━━ INPUT RECORDS ━━
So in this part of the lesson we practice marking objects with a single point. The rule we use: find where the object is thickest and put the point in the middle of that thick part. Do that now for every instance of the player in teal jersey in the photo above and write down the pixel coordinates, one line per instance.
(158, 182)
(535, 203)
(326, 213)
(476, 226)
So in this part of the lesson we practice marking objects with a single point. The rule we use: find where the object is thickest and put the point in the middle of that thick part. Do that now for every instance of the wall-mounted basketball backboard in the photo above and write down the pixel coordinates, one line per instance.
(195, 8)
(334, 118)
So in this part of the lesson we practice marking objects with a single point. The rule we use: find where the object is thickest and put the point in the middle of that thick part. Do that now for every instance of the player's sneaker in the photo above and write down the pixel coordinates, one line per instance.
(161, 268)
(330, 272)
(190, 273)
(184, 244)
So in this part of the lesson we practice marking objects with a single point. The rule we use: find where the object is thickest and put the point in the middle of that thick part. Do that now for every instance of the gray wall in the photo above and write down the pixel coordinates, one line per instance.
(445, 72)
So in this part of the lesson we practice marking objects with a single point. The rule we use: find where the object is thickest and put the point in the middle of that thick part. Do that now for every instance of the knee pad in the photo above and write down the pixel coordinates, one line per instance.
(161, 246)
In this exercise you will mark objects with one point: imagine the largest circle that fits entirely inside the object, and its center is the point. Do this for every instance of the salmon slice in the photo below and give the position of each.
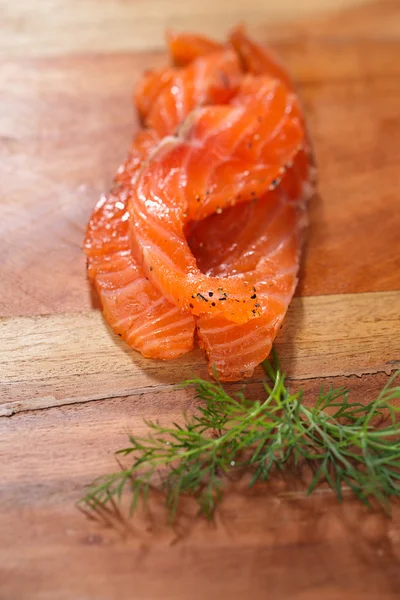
(263, 253)
(257, 59)
(211, 79)
(262, 242)
(223, 155)
(150, 87)
(132, 306)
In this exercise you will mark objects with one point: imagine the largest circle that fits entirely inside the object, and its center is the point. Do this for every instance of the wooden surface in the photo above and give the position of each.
(70, 391)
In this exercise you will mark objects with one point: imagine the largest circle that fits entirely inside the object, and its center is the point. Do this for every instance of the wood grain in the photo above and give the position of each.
(273, 539)
(66, 73)
(61, 108)
(54, 27)
(64, 359)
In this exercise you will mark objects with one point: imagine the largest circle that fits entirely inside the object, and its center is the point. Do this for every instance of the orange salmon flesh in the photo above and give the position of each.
(199, 240)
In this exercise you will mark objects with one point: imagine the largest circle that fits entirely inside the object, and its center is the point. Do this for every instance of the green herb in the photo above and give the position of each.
(348, 445)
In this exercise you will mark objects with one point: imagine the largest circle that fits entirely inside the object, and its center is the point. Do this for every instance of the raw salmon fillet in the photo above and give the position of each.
(202, 230)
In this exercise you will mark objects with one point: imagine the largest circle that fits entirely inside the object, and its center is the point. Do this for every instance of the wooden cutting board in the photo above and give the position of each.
(70, 391)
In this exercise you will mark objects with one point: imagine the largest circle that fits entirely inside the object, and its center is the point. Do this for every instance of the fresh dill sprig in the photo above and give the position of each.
(347, 444)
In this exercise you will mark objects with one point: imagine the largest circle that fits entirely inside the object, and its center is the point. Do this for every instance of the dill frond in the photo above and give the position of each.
(347, 444)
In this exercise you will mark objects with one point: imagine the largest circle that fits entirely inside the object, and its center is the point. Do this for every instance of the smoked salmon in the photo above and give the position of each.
(202, 230)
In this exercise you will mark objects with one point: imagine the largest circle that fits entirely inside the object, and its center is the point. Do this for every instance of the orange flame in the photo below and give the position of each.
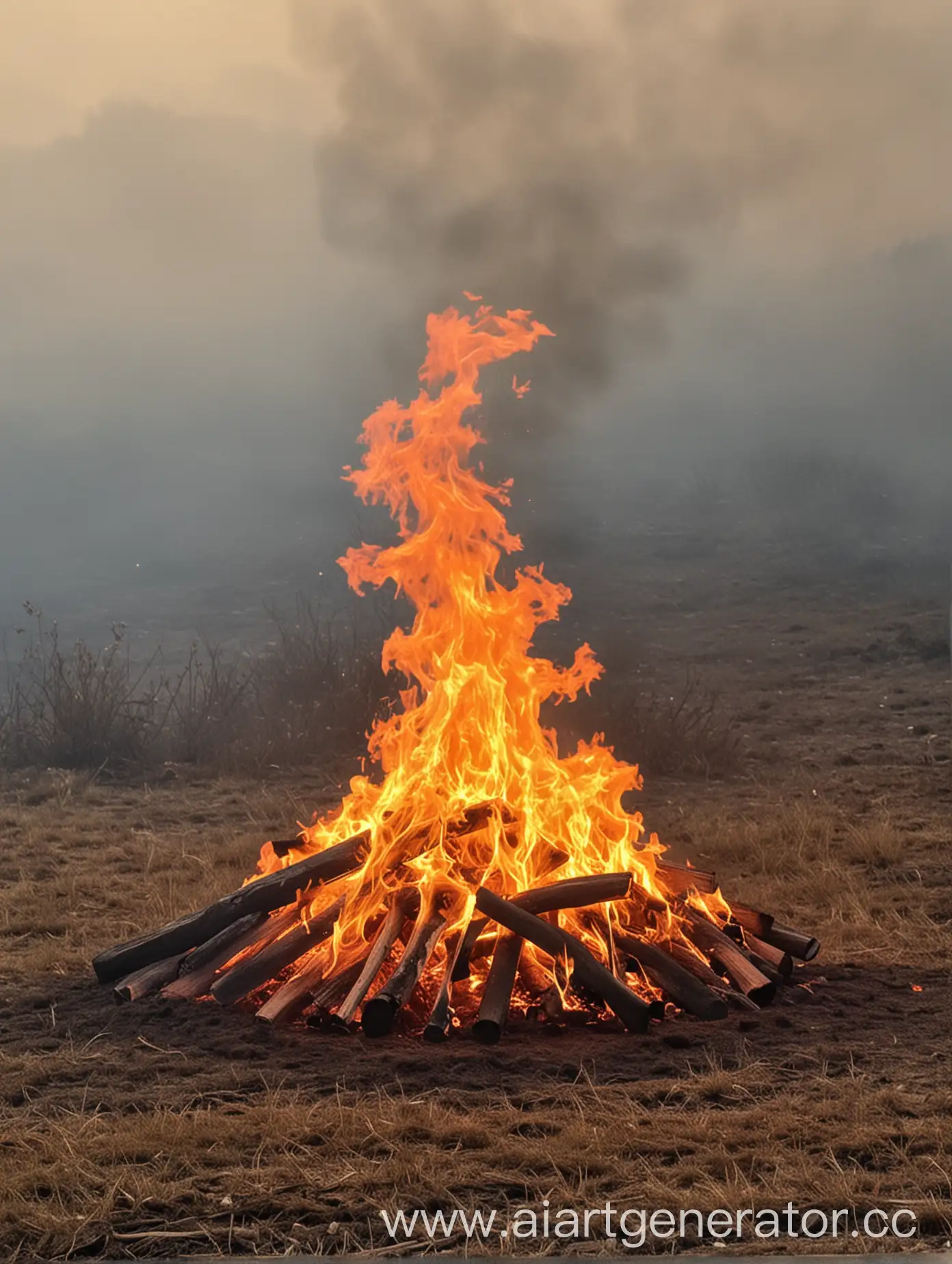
(468, 731)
━━━
■ **REQUIRED WORK**
Output all of the records exactly as they appear above, but not the pictures.

■ **SOLUTION TO THIS PROBLEM**
So in this part of the lesson we practice marking objects with a single point. The rule we use: find where the object is thickest and put the point in the middle of that thick part. Do that now for every instance of the player in teal jersey in the photo above and write down the pixel coordinates, one line per instance.
(158, 182)
(535, 203)
(326, 213)
(476, 226)
So in this part of the lesson we practice marking objects with a single point. The rule we use: find where the object is thickest and put the point in the middle of that thick part. Do that now for every instance of the wall-mounted basketball backboard in the photo above and write down the pixel coordinates, one line per instance.
(195, 8)
(334, 118)
So in this part of the lesson we practice marking objects with a single point. The rule we use: find where the object is thickest and put the point in the middle of that thick part. Do that now for every instance of the player's sneaker in the photo above and write down the pixel coordinates, one line per instance.
(161, 268)
(330, 272)
(190, 273)
(184, 244)
So in this part of the lesson we practice marking objects with a single point. The rule we use: find where the object is thickest and put the point in the middle of that thick part. Do that now for every instance of the gray wall in the photo above and write down the pixel coordinates, one line per instance.
(445, 72)
So in this part of the lesson we practice marking objects with a single point. The rule we use: find where the object is thickest and put the point in the middle of that thick part. Do that now for every instance of the knee pad in the photo above and write down the pixel coordinates, one line per instance.
(161, 246)
In this exercise you will mark objects with one point: imagine the largest circle that fits entirely inside the object, and its center is the point. Do this for every instance of the salmon slice in the photo below and give the position of each.
(263, 253)
(257, 59)
(211, 79)
(262, 242)
(223, 155)
(150, 87)
(132, 306)
In this exercise you will mark objects with one point: imagine the largest circle that fits entirely inside the object, and its center is the point. Do this for every instance of the wooden surface in the photo above and give the position of each.
(70, 391)
In this exercise you will mark objects with one point: imagine the largest circle that fits entirely inside the object, and its center is the point. Do this for every instance of the wood grain in the photo above and give the position of each.
(273, 539)
(66, 73)
(61, 108)
(54, 27)
(64, 359)
In this exercise you will mark objects with one point: imagine the largest circle that fits entirely inside the object, and its center is the point. Do this for every instance of the orange salmon flesh in the photo above and give the position of each.
(199, 240)
In this exercise you will mark objects with one point: imagine the largest circle that fits entirely inside the object, and its center is the point. Do this for every instance of the green herb in the photo above and give the position of each.
(348, 445)
In this exercise you will mark objects with one point: imagine the largest circle that fits entirely inside the object, and its center is the point. Do this for every instance of the raw salmon fillet in the photo above and give the position of each.
(202, 230)
In this exercise you will mark objects with one point: imagine the largest circle that fits entirely inside the object, and its center is the point. Do this for every instance of the wooden cutting board in the photo above and give the position of each.
(70, 391)
In this exercise you will mark objects with one point: imagine the largest circle that fits entirely inside the object, and its center is the point. Do this for every instance of the fresh dill sprig in the photo above and give the position of each.
(347, 444)
In this exercise you will mark objects with one point: imagine the largest circle that fits entirely inside the object, and its center is the point. Do this for every instance of the dill frond in the photo above and give the position of each.
(347, 444)
In this exercise you will mark objects with one point: imagine the largest circle that fits entirely inside the object, and its center is the point. Do this for every instance of the smoked salmon in the photo above and give the position of each.
(202, 230)
In this exercise you will mark objects with one point: imagine the largest circle that fits entirely inside the object, and its center is the point. Do this for every instance of the orange flame in the photo below and give the position of each.
(468, 731)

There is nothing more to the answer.